TASK A:
In the records that follow the text, copy word for word the part that opens with the line containing "Indicate every instance of the dark" and closes with the line containing "Target: white rose boutonniere", including both of those lines.

# The Black Forest, Switzerland, Italy & France



## Smilo (Nov 2, 2005)

Give it a try? http://www.10000things.org.uk/fdchif.htm


----------



## Smilo (Nov 2, 2005)

68 views, but no reply? Was it that dull?


----------



## sprokit (May 1, 2005)

> 68 views, but no reply? Was it that dull?


No, spectacular views, but I'd rather see it in person - next year, on the way to Italy, maybe!
Keith (S)


----------



## Smilo (Nov 2, 2005)

Sokay. You all seemed such a lot of chatters, and then you weren't, thass all.


----------



## RichardnGill (Aug 31, 2006)

I have just read/looked through it all, exelent coverage. It has made me want to travel over there next year for sure.

Richard


----------



## bognormike (May 10, 2005)

Hello Smilo, its on our list of places to go, unfortunately not the time to do it yet! Nice pics


----------



## 99911 (Jul 6, 2006)

If you go try and visit Lake Titisee just left of Frieberg,Campsite right on the lake.We were there this October.
J.


----------



## Smilo (Nov 2, 2005)

Awwwwwww, thanx, folks. 

Just do it! (while you still can?).


----------



## 101928 (Nov 27, 2006)

I enjoyed your travel-log & photos. We're heading to Europe in 07 & posts like yours really are motivating. Did you free-camp much & if were you in camp-sites, what are the prices & standards of facilities etc like? I visited Interlaken, & the Jungfrau etc back in the early 80's & seeing your glimpses of the area had memories flooding back!! Cheers from "Down Under"


----------



## mandyandandy (Oct 1, 2006)

Just spend a lovely hour browsing your log and pics,, great inspiration to me, I have a trip planned for Easter taking us through Belgium, down Switzerland into Northern Italy and back up through France . Alot of the places you mention are also on my route, but making me wonder if there is going to be too much snow for novices like us.

It will be our first trip in our first motor home, I have been to Switzerland before but like you was many years ago, early 70's, and I loved it then.

Thanks again, and I hope we get pictures half as good as yours and we will be happy.
Mandy and Andy


----------



## Smilo (Nov 2, 2005)

Thanx again. 

One of our 1970s holidays in Switzerland was in a very snowy April. Many of the passes were blocked, but it was still a fabulous place to be. The motorways and other roads are so much better nowadays and many (young) folks go out to Chamonix, etc and live right through the winter in some very basic vans. I'd say buy some snowchains when you get there, give it a good try and plan your routes based on the weather.

TASK B:
Answer these questions about the forum thread:
(i) Which lake does the poster 99911 recommend visiting?
(ii) What does Smilo suggest buying upon arrival?
(iii) Which countries does the Easter trip described by Mandy and Andy pass through?

MATERIAL:

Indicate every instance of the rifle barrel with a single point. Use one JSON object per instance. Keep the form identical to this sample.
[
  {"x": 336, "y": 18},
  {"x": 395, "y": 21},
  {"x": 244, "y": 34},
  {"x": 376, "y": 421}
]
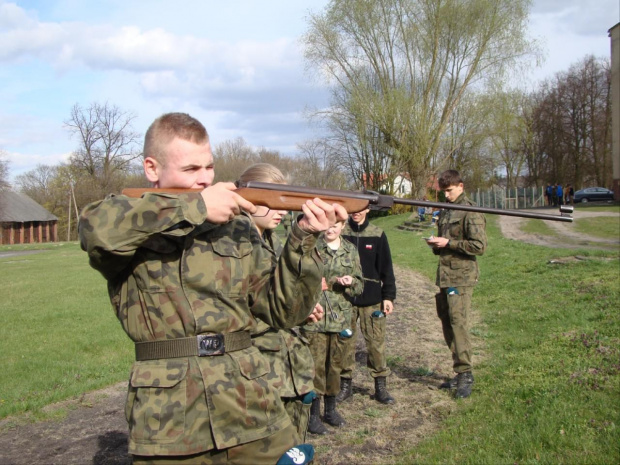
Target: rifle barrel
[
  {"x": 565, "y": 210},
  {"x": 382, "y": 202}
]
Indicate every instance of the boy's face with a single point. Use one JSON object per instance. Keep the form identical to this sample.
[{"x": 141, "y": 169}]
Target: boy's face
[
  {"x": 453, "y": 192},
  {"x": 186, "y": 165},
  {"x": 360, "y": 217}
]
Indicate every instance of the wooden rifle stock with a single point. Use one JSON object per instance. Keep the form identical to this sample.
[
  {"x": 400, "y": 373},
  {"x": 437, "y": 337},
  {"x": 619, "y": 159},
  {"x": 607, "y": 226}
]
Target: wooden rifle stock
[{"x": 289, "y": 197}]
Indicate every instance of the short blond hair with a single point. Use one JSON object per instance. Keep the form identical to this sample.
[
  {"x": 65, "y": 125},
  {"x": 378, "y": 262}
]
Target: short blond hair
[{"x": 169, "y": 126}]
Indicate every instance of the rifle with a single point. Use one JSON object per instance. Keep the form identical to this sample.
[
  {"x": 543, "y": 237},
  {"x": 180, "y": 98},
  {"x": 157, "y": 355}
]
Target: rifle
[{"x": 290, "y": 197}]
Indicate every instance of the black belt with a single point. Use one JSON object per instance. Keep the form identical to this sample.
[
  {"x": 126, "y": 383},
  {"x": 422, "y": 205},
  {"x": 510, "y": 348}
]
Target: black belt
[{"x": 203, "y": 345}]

* * *

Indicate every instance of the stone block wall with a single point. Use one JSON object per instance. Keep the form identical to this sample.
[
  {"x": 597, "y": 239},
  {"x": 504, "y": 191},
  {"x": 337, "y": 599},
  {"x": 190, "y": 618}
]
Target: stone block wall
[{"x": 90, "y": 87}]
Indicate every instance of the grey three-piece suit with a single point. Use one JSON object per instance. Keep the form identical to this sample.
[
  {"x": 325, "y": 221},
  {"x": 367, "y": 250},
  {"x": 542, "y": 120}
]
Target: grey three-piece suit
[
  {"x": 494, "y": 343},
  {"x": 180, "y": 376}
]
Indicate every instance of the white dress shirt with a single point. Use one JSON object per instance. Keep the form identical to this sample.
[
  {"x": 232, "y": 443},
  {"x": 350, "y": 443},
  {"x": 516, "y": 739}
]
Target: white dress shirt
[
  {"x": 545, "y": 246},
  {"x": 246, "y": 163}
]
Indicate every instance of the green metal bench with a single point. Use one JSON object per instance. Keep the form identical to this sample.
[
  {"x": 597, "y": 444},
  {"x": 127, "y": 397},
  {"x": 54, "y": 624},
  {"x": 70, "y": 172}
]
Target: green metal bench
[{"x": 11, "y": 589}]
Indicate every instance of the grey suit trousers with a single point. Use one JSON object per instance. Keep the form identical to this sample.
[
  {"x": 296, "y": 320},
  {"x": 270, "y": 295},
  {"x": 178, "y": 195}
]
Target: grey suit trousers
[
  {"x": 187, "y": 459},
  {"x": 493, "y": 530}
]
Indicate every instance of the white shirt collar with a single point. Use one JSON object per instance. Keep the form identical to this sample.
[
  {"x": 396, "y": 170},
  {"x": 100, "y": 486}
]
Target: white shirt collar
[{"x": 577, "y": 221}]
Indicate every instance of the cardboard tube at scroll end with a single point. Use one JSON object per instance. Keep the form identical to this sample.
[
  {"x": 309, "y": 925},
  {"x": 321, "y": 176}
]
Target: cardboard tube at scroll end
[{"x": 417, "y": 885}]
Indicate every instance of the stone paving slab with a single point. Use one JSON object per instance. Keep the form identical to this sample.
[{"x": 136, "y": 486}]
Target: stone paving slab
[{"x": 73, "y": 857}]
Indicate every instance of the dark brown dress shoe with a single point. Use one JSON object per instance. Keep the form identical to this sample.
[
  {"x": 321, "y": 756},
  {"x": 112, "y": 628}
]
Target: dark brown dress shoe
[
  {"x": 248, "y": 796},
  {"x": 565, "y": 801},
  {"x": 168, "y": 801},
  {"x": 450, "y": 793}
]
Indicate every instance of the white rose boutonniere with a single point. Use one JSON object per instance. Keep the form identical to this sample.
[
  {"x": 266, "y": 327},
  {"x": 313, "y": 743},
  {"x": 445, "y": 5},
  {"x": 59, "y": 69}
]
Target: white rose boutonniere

TASK ANSWER A:
Indicate every instance of the dark brown dress shoe with a single point. Use one JSON object per instance. Keep the form identical to this sample.
[
  {"x": 321, "y": 756},
  {"x": 112, "y": 628}
]
Target: dark brown dress shoe
[
  {"x": 248, "y": 796},
  {"x": 565, "y": 801},
  {"x": 168, "y": 801},
  {"x": 450, "y": 793}
]
Indicate every instance of the white rose boutonniere with a single point. Use one JSON object per instance. Keep the form identical to this sample.
[
  {"x": 266, "y": 327},
  {"x": 313, "y": 743},
  {"x": 445, "y": 5},
  {"x": 59, "y": 69}
]
Target: white rose boutonniere

TASK ANSWER B:
(i) Lake Titisee.
(ii) Snowchains.
(iii) Belgium, Switzerland, Northern Italy, and France.